> Passage to read:
** start **
Early in 1987, DC followed "Batman: Year One" (issues #404-07) with two projects: "Year Two" in Detective Comics, and "Did Robin Die Tonight?" in Batman #s 408-09. The former has been largely ignored, but the latter certainly wasn't. Indeed, it might have been the beginning of the end for the character it was meant to rehabilitate.

For those who don't know the background, here's the short version. In 1983, Jason "Robin II" Todd was introduced as the son of murdered circus acrobats, just like his predecessor Dick Grayson. The similarities were intentional, because Jason was supposed to roll back the clock on Robin -- to put the "boy" back in "Boy Wonder," as it were, since Dick was already a college dropout. Regardless, after The Dark Knight Returns foretold his untimely death, and after "Year One" gave Batman a new coat of grit, Jason's retro origin and vanilla disposition needed to keep up. Thus, Batman #408 (cover-dated June 1987; written by Max Allan Collins and penciled by Chris Warner) famously recast Jason as a street urchin who Batman caught trying to steal the Batmobile's hubcaps. When writer Jim Starlin came aboard in issue #414 (December 1987), Jason acquired a certain antisocial attitude which apparently wasn't that endearing. Unsure about what to do with the character, editor Denny O'Neil chose to let his readers decide Jason's fate via a telephone poll. Some 20,000 readers voted, and the "kill him" choice won by 28 votes.
** end **
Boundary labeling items
** start **
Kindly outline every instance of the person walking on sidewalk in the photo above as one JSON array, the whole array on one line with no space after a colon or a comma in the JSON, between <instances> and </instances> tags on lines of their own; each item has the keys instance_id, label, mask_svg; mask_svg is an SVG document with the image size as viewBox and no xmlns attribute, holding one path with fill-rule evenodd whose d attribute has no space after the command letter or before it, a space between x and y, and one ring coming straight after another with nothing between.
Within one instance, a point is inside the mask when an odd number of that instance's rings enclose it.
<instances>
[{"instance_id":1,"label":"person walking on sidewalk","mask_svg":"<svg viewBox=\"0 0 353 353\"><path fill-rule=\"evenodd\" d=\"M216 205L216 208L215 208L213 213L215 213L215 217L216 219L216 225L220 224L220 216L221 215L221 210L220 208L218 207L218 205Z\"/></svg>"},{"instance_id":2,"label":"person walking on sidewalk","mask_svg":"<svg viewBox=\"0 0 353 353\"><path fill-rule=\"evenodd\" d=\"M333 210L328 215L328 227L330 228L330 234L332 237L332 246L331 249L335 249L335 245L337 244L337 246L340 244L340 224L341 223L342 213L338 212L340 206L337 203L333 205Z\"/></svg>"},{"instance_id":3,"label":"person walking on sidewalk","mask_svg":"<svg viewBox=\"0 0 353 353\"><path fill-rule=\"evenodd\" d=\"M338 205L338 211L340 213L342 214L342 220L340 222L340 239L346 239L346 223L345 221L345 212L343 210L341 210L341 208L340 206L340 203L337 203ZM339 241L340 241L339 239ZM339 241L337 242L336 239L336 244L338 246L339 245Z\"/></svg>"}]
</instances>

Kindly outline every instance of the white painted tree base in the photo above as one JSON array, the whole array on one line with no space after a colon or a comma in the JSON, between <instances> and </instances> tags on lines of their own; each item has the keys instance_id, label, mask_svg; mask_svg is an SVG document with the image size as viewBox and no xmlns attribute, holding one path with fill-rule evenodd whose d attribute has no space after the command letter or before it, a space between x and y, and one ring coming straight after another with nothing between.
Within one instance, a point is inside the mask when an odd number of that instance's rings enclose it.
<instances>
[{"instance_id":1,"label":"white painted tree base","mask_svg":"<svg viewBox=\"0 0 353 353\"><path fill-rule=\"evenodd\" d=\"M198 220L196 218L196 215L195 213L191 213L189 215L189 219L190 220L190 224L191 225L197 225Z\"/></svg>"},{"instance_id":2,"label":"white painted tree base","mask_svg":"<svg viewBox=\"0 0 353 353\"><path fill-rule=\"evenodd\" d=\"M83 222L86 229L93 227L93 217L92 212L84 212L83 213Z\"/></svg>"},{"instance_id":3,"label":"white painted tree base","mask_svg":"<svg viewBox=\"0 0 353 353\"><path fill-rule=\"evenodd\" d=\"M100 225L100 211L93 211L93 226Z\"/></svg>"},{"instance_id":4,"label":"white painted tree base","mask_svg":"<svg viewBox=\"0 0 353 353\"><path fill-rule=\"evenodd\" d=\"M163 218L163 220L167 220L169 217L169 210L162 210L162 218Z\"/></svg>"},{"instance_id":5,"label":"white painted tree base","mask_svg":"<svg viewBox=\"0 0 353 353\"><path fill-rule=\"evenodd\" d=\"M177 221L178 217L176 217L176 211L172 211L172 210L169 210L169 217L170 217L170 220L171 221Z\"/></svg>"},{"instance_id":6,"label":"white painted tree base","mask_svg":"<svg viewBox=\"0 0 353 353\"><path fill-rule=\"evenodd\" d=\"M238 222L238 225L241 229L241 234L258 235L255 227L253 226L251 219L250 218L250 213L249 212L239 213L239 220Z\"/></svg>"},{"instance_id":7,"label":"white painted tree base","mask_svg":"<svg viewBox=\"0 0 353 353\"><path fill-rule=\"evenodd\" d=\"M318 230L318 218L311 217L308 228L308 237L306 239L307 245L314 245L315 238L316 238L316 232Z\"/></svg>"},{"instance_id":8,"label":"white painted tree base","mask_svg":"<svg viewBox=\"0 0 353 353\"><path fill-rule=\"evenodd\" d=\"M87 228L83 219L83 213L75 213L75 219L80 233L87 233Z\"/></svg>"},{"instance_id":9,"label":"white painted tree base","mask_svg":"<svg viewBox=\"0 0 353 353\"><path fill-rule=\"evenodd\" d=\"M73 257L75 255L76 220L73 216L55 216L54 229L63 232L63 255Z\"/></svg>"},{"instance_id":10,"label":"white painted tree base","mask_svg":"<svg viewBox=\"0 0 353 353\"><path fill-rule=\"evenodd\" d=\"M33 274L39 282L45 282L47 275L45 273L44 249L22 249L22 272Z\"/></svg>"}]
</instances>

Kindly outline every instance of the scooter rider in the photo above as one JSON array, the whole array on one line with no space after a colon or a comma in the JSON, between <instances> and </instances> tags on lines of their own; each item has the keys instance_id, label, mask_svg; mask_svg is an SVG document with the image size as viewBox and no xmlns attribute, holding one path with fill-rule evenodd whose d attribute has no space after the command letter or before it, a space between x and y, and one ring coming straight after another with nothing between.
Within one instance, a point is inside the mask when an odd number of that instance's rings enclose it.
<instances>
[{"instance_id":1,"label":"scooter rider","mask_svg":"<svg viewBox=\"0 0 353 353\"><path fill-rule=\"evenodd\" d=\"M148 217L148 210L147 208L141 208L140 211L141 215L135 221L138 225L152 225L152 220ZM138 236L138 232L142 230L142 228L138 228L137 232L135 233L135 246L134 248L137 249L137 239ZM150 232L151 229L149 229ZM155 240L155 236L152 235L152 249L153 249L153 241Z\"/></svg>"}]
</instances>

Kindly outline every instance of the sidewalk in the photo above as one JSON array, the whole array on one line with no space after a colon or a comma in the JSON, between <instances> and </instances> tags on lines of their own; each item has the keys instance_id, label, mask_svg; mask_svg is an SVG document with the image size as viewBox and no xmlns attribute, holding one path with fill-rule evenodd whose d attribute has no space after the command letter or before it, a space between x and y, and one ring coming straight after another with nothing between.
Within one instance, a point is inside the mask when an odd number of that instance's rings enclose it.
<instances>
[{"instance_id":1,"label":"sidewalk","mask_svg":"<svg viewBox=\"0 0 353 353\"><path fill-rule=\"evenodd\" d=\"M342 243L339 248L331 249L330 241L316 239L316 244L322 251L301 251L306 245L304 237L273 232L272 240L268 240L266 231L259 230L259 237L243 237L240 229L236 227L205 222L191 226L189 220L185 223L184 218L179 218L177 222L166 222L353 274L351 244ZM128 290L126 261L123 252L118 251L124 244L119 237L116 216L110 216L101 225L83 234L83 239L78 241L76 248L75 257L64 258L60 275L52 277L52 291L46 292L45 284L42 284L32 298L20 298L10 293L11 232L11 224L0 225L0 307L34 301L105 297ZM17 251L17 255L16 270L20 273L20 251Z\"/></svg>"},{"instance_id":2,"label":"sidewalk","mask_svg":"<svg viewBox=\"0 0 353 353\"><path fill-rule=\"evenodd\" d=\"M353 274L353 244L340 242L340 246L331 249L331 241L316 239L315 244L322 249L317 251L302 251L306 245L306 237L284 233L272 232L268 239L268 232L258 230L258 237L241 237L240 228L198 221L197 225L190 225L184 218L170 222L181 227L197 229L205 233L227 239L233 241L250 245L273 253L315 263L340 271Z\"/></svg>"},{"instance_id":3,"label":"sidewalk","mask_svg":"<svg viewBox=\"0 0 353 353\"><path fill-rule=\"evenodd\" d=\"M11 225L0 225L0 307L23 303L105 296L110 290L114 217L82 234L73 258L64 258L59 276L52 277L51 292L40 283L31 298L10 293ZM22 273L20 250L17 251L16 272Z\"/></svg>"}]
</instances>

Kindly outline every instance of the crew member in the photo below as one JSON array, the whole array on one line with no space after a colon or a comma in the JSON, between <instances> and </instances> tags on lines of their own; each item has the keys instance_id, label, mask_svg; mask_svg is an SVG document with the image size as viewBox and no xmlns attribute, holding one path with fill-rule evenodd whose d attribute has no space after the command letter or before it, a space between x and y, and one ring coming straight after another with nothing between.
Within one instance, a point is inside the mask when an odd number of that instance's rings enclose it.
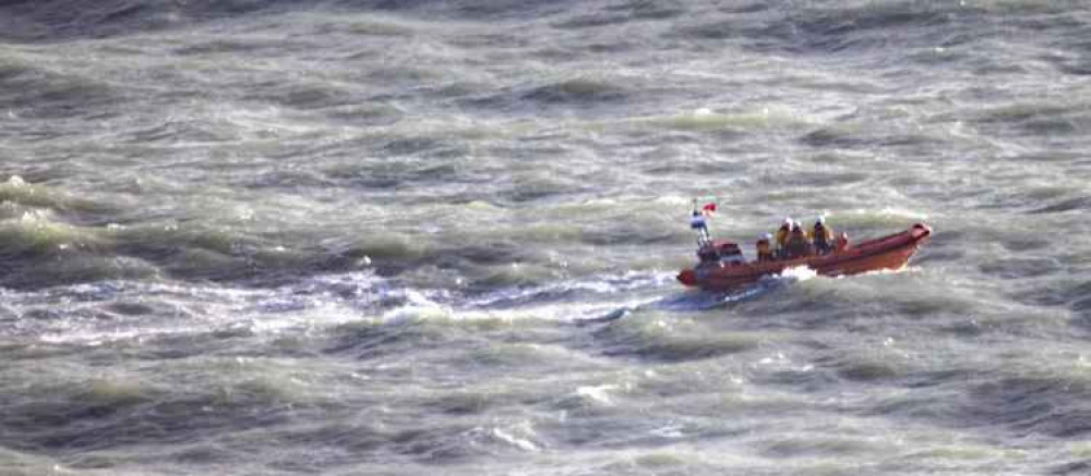
<instances>
[{"instance_id":1,"label":"crew member","mask_svg":"<svg viewBox=\"0 0 1091 476\"><path fill-rule=\"evenodd\" d=\"M788 243L784 244L788 259L802 258L811 255L811 242L807 234L803 232L803 225L799 221L792 223L792 231L788 235Z\"/></svg>"},{"instance_id":2,"label":"crew member","mask_svg":"<svg viewBox=\"0 0 1091 476\"><path fill-rule=\"evenodd\" d=\"M837 248L838 252L843 252L843 251L846 251L846 249L849 248L849 234L848 233L846 233L846 232L842 231L841 234L837 235L837 245L836 245L836 248Z\"/></svg>"},{"instance_id":3,"label":"crew member","mask_svg":"<svg viewBox=\"0 0 1091 476\"><path fill-rule=\"evenodd\" d=\"M696 206L693 208L693 215L690 216L690 228L697 232L697 246L705 246L712 241L708 234L708 223L705 222L705 213L697 210Z\"/></svg>"},{"instance_id":4,"label":"crew member","mask_svg":"<svg viewBox=\"0 0 1091 476\"><path fill-rule=\"evenodd\" d=\"M826 217L818 217L815 227L811 230L811 242L814 243L815 252L825 255L834 249L834 230L826 227Z\"/></svg>"},{"instance_id":5,"label":"crew member","mask_svg":"<svg viewBox=\"0 0 1091 476\"><path fill-rule=\"evenodd\" d=\"M757 240L757 260L758 261L771 261L772 260L772 249L769 248L769 241L772 240L772 235L766 233Z\"/></svg>"},{"instance_id":6,"label":"crew member","mask_svg":"<svg viewBox=\"0 0 1091 476\"><path fill-rule=\"evenodd\" d=\"M792 217L788 217L784 218L784 224L781 224L780 229L777 230L776 253L778 258L788 257L788 248L786 248L784 245L788 243L788 235L791 233L792 233Z\"/></svg>"}]
</instances>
** end **
> Work to complete: In the passage on Jason Todd, by how many votes did the "kill him" choice win the readers' telephone poll?

> Solution for this task: 28 votes